▶ Consigne 1
Sélectionnez et recopiez chaque ligne des enregistrements qui contient la chaîne « area ». La casse compte.

--

D’imaginer une telle situation pourrait conduire à l’invention d’un nouveau jeu subversif parmi le Mouvement surréaliste : il s’agirait de construire des simulacres de fossiles, qui seraient les fossiles d’une utopie qui aurait pu exister quelque part autrefois ou qui pourrait exister dans un futur antérieur. Eh, si nous retrouvions, par exemple en faisant des fouilles à Hauterives, à proximité du Palais Idéal du Facteur Cheval, le fossile (très bien conservé !) d’un de ces anti-lions rêvés par Fourier ? Ou même, quelque part du côté de Houston, là où Victor Considérant avait tenté de fonder un phalanstère, en creusant à moins de six mètres de profondeur, on aurait de bonnes chances de retrouver les tombes richement décorées des phalanstériens, et on pourrait constater, sans surprise excessive, que ces squelettes sont pourvus de la quantité d’os supplémentaires qui formaient l’archibras. Il serait intéressant de fabriquer de tels objets puis soit de les mettre en circulation, pour aiguiser les imaginations, ou de les enfouir en des lieux adéquats à la révélation future de leur déconcertant mystère. De même que la paléontologie, l’archéologie vaut d’être détournée, c’est-à-dire réalisée à des fins surréalistes.

On se souvient des photographies de Raoul Ubac montrant les fossiles de la Bourse ou de l’Opéra de Paris : ce que cela comportait de dimension critique, en dénonçant le caractère mortifère de ces célèbres monuments d’une société détestable, demande à être poursuivi par des moyens renouvelés. Mais la civilisation industrielle n’a-t-elle pas pris quelques millénaires d’avance sur nous en dispersant à travers le monde ses propres fossiles à longue durée que sont les déchets nucléaires ? Cependant les couvertures phosphorescentes des numéros du Surréalisme au service de la révolution ne sont-elles pas légèrement (très légèrement) radioactives ?

--

▶ Consigne 2
Changez « fossiles » en « vestiges » dans l'extrait sur les fossiles, de « On se souvient » à « légèrement) radioactives ? », puis réécrivez ce passage, s'il vous plaît.

--

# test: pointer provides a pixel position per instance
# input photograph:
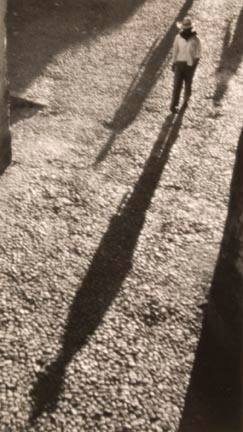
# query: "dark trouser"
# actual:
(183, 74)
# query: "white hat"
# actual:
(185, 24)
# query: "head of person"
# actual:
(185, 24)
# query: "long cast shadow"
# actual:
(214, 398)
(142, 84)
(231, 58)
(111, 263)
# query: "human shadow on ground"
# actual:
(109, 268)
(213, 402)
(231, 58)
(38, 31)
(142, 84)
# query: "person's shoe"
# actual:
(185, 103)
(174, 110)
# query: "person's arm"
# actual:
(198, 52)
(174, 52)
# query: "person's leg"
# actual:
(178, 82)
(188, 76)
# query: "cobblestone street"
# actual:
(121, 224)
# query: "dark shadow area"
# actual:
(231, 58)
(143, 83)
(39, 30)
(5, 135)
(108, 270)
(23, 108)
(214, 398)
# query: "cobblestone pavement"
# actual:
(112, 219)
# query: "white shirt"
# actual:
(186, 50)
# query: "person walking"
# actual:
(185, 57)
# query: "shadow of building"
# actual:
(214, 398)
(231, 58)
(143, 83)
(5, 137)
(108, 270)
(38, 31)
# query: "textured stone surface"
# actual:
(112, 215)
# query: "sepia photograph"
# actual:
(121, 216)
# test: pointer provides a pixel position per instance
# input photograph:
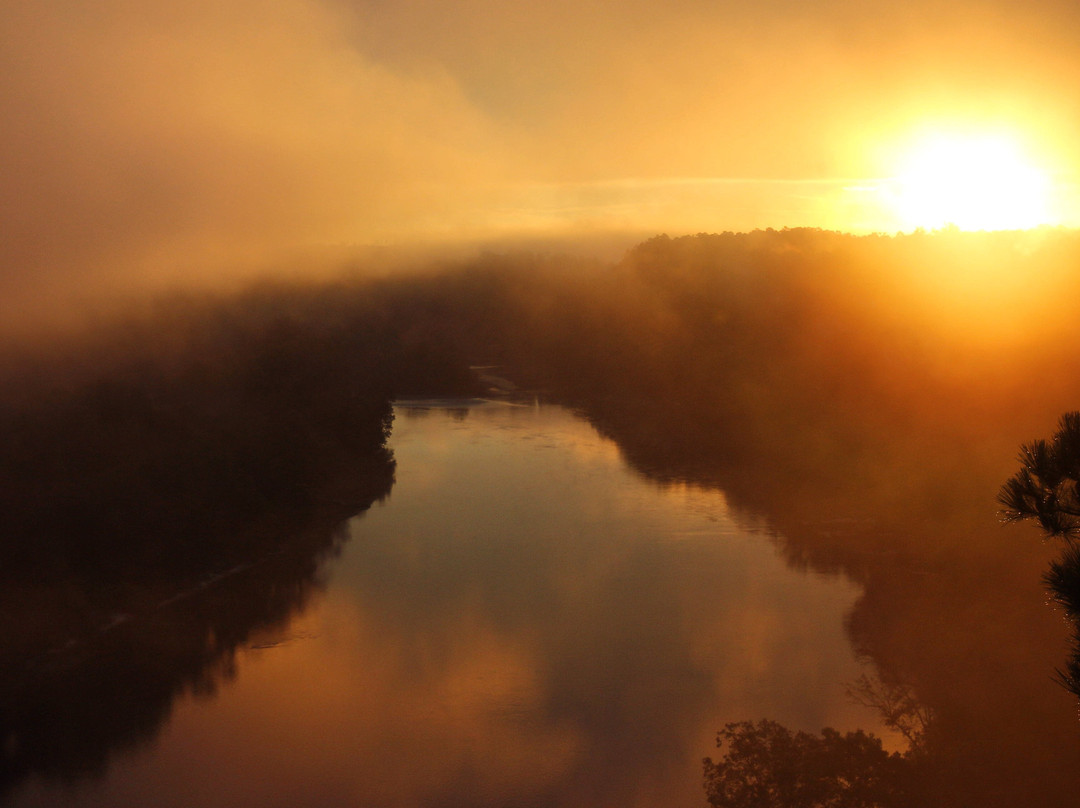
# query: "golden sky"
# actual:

--

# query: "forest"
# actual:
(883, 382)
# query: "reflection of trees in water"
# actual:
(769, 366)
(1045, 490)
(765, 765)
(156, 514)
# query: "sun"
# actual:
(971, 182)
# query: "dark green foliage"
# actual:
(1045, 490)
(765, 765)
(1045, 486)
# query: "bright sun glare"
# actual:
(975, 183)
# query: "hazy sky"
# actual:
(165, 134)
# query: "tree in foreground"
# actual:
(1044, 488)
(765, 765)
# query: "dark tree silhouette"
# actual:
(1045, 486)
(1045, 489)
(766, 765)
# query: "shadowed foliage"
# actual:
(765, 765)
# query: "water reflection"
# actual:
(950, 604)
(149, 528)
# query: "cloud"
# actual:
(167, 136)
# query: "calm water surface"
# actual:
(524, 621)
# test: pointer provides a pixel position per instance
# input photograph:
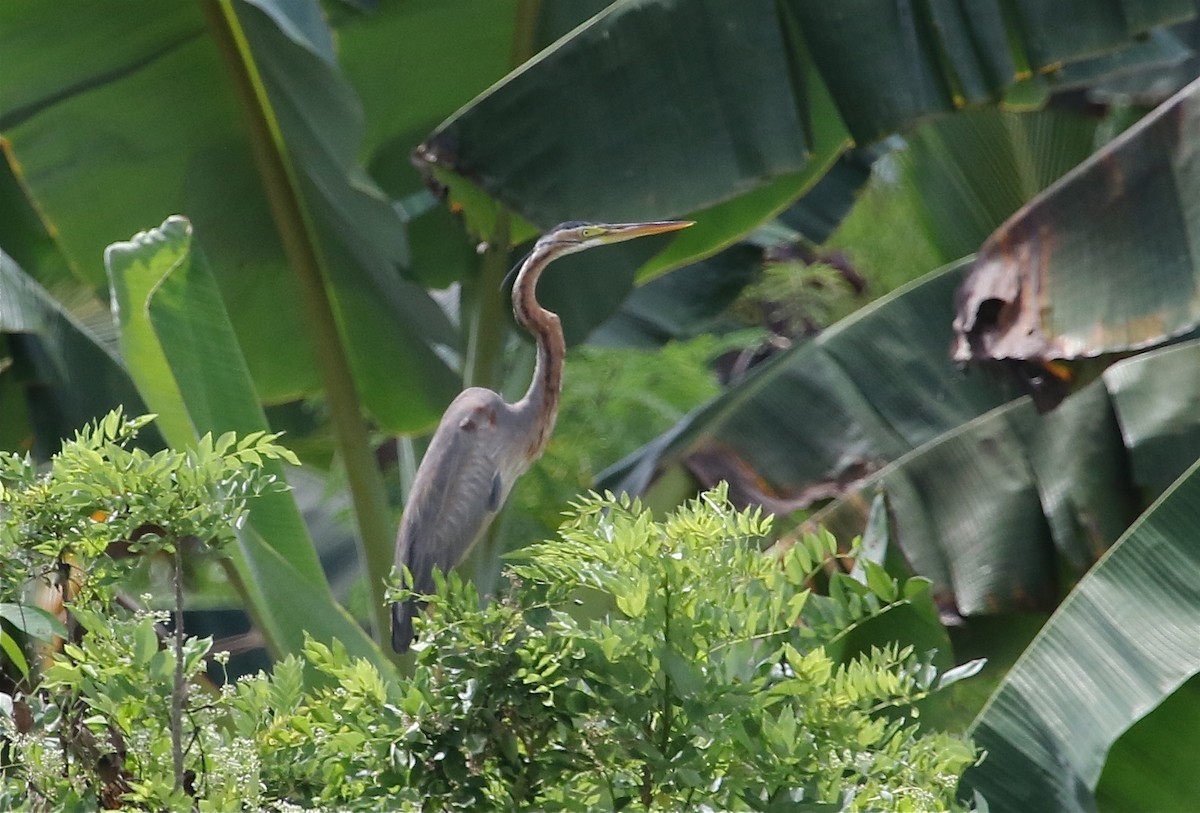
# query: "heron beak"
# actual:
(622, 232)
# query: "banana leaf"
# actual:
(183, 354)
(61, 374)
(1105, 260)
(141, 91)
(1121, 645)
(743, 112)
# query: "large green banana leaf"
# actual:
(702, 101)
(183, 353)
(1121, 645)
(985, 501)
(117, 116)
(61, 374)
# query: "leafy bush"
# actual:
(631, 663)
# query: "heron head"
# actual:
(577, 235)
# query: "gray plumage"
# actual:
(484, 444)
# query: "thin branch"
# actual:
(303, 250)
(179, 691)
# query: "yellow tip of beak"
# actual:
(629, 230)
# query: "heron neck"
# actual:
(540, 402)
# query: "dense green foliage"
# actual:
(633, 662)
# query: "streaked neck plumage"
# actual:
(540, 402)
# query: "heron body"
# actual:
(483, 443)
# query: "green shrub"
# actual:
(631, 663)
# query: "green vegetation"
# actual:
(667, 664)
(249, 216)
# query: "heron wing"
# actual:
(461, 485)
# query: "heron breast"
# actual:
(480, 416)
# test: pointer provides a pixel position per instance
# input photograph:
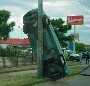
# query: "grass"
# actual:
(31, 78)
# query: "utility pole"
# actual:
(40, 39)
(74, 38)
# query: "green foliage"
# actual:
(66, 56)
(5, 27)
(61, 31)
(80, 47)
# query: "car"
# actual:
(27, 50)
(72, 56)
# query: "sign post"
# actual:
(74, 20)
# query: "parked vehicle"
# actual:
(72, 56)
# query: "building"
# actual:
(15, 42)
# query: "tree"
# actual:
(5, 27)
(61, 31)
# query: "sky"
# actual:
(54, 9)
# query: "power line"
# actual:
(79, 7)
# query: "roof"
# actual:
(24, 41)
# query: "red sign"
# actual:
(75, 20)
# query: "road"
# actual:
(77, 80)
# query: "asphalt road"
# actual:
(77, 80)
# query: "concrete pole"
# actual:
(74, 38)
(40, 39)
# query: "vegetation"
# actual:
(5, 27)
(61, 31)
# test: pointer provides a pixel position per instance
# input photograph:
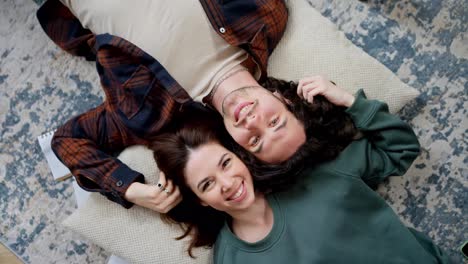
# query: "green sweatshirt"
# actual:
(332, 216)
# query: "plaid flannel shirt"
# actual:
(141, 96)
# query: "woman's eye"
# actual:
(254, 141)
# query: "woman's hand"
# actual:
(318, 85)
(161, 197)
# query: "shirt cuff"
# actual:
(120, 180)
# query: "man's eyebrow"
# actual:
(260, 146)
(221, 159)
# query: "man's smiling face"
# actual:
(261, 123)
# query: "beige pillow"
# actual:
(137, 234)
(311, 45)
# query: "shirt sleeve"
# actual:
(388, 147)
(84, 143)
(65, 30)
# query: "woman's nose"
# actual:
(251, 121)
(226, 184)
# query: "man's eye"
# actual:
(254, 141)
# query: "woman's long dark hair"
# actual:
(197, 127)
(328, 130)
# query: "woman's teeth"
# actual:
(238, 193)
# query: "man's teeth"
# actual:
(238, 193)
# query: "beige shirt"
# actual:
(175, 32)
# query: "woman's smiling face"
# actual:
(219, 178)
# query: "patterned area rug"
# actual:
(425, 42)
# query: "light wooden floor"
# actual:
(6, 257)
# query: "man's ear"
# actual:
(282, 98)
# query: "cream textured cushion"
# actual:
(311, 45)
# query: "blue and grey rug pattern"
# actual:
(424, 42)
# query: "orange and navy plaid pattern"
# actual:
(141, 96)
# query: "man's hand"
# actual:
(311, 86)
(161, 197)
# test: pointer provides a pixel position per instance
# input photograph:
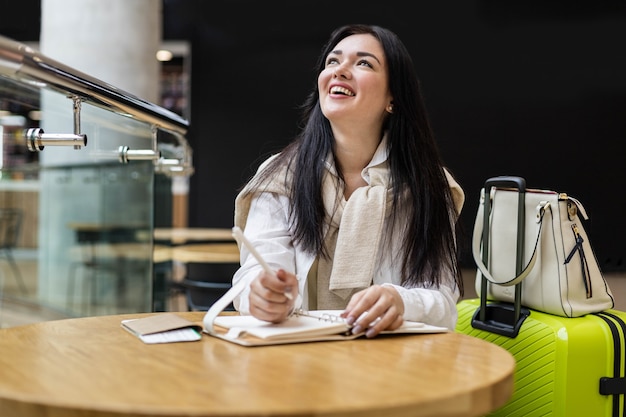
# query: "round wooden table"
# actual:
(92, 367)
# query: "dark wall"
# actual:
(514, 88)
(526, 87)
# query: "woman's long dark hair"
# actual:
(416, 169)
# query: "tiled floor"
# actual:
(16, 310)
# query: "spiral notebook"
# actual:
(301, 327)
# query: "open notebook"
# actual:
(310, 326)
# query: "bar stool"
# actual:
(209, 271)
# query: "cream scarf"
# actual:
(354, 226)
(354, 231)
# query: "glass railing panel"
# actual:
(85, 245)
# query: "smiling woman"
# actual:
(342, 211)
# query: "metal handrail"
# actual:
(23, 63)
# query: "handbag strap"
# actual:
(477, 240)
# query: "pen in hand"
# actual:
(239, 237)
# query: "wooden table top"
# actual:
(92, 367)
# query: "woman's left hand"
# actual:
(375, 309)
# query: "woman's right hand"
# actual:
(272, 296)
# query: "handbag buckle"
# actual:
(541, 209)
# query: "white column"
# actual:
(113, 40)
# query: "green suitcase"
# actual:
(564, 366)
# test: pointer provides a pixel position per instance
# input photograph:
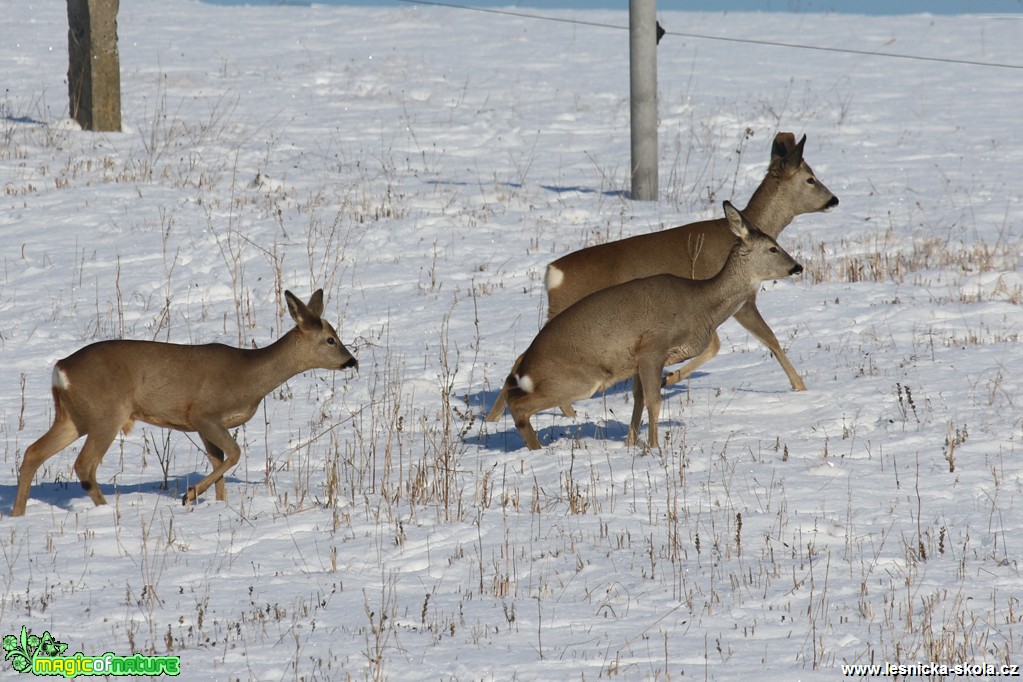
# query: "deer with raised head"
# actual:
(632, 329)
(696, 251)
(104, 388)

--

▶ Solution 1
# query: "dark shadow area"
# query: "patterned area rug"

▶ Solution 2
On se souvient des photographies de Raoul Ubac montrant les vestiges de la Bourse ou de l’Opéra de Paris : ce que cela comportait de dimension critique, en dénonçant le caractère mortifère de ces célèbres monuments d’une société détestable, demande à être poursuivi par des moyens renouvelés. Mais la civilisation industrielle n’a-t-elle pas pris quelques millénaires d’avance sur nous en dispersant à travers le monde ses propres vestiges à longue durée que sont les déchets nucléaires ? Cependant les couvertures phosphorescentes des numéros du Surréalisme au service de la révolution ne sont-elles pas légèrement (très légèrement) radioactives ?